Excerpts from a point labeling dataset
= = =
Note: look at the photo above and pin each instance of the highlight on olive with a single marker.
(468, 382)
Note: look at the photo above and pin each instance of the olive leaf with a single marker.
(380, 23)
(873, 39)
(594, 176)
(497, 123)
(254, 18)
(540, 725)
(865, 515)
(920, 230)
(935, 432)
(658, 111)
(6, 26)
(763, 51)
= = =
* GIVEN EXERCISE *
Turn every line of the items above into a numbered list, leaving out any blank lines.

* ANSWER BELOW *
1. Note: look at the photo above and pin each instance of the highlight on olive with a single marker.
2. (468, 382)
3. Note: look at the photo above and pin each instance of the olive leaf with a single marker.
4. (380, 23)
5. (873, 39)
6. (594, 176)
7. (497, 123)
8. (254, 18)
9. (540, 725)
10. (865, 515)
11. (920, 230)
12. (935, 432)
13. (658, 111)
14. (6, 26)
15. (763, 51)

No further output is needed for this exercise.